--- Directions for this task ---
Copy exactly the lines that run from the line containing "Where the object" to the end of the material below, both ends included.

————————

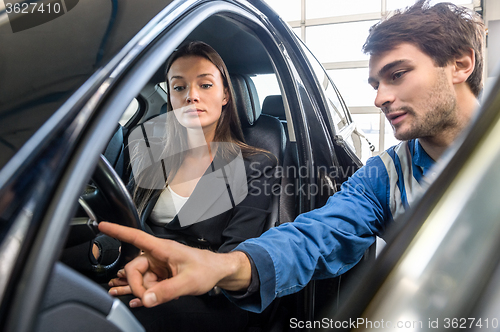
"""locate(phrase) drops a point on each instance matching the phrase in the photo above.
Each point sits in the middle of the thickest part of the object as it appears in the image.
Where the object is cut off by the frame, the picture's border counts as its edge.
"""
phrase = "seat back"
(260, 130)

————————

--- Result for this task ---
Where the object is cut off by the frame, the picture's border counts as its edge.
"""
phrase = "seat back"
(260, 130)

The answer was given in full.